Provided data:
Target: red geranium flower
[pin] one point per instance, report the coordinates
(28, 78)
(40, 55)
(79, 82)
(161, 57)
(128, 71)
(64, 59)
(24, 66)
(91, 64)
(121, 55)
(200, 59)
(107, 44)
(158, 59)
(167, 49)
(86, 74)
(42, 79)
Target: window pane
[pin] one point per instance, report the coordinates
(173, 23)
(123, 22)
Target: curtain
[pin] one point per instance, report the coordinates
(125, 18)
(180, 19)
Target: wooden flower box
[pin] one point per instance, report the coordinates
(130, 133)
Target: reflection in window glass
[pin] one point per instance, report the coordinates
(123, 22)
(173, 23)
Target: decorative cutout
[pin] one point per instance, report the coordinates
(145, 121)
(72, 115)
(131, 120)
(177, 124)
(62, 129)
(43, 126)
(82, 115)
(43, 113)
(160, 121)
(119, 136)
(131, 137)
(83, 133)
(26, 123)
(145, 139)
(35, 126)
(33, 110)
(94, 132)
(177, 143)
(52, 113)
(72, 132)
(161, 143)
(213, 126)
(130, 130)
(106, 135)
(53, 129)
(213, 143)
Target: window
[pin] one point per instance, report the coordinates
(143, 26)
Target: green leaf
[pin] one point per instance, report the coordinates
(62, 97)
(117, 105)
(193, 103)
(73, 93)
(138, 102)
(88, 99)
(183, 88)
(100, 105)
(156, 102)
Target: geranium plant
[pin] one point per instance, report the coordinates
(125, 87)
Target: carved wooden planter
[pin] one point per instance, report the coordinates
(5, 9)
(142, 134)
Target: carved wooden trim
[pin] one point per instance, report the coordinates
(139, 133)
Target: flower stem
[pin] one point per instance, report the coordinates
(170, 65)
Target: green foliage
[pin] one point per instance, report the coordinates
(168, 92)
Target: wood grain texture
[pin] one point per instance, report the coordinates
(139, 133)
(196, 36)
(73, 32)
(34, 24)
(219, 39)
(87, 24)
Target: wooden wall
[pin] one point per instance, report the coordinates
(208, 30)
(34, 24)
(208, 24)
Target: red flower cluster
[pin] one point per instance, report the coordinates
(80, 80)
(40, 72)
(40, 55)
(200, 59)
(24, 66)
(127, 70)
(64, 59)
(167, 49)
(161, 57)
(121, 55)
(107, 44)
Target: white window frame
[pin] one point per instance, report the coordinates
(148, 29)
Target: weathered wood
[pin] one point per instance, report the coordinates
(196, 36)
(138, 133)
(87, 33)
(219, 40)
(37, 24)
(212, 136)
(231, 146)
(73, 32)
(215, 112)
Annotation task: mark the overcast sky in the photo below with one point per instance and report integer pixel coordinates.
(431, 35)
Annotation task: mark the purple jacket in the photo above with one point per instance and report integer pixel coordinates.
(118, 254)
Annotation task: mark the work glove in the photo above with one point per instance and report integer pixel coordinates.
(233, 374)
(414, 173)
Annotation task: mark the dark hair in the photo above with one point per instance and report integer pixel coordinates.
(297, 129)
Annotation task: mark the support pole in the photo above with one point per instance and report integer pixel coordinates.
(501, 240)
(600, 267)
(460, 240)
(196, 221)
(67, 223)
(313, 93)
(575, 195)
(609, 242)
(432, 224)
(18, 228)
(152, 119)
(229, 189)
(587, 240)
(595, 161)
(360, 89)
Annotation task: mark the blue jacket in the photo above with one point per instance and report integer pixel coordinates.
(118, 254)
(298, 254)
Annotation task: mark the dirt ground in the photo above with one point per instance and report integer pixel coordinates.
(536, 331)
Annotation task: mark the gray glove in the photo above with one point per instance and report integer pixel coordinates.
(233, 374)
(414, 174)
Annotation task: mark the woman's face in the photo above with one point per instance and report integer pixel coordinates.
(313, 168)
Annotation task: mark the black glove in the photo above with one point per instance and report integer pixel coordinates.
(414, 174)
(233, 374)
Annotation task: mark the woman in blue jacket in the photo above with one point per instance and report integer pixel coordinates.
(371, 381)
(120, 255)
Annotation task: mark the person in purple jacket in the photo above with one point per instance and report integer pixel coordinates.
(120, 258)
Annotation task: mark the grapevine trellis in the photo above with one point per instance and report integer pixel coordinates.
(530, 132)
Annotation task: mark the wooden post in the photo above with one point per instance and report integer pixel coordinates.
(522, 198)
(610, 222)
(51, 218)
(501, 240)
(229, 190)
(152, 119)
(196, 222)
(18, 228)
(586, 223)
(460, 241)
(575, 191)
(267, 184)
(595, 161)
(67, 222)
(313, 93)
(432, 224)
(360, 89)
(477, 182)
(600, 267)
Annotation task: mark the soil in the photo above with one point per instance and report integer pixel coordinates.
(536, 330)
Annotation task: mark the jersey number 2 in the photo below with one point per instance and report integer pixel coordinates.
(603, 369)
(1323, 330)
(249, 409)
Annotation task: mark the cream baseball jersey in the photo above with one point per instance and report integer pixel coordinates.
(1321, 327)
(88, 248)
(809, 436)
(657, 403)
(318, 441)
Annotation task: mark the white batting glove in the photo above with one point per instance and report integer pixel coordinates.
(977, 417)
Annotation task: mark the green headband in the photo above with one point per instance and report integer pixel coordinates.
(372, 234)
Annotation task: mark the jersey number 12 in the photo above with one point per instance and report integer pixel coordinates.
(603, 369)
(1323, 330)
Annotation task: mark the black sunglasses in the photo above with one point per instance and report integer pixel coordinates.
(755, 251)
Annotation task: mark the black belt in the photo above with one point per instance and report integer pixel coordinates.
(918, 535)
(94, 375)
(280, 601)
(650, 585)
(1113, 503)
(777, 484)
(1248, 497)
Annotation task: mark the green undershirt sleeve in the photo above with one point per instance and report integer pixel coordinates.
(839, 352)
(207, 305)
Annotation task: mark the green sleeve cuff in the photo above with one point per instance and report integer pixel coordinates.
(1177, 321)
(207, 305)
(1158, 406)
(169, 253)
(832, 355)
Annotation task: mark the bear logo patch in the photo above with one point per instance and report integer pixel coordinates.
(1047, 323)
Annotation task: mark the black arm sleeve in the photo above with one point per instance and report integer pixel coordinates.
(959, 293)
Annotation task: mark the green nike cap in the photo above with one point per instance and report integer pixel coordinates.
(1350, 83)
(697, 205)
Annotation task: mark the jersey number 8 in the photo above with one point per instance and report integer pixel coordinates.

What is required: Reproduce, unchanged, the stretch from the line containing "Annotation task: mark the green sleeve" through the end of the records, with both ends included.

Finished exercise:
Annotation task: mark the green sleeve cuff in the photo above with one point per instance and report integer pixel coordinates.
(1177, 321)
(207, 305)
(1158, 406)
(169, 253)
(832, 355)
Annotation task: mark the bear logo patch in the photo above with one point per instance and report integer pixel coordinates.
(1047, 323)
Annotation task: mark the black arm sleeve in the photo above with one point per instance and report integer pixel coordinates.
(959, 293)
Annotation task: mark the green nike cap in the photo above with one point per instance and report integer pixel coordinates.
(1350, 83)
(697, 205)
Annotation task: mark the jersey number 8 in the photo above with one point per instance and report integer pixel coordinates.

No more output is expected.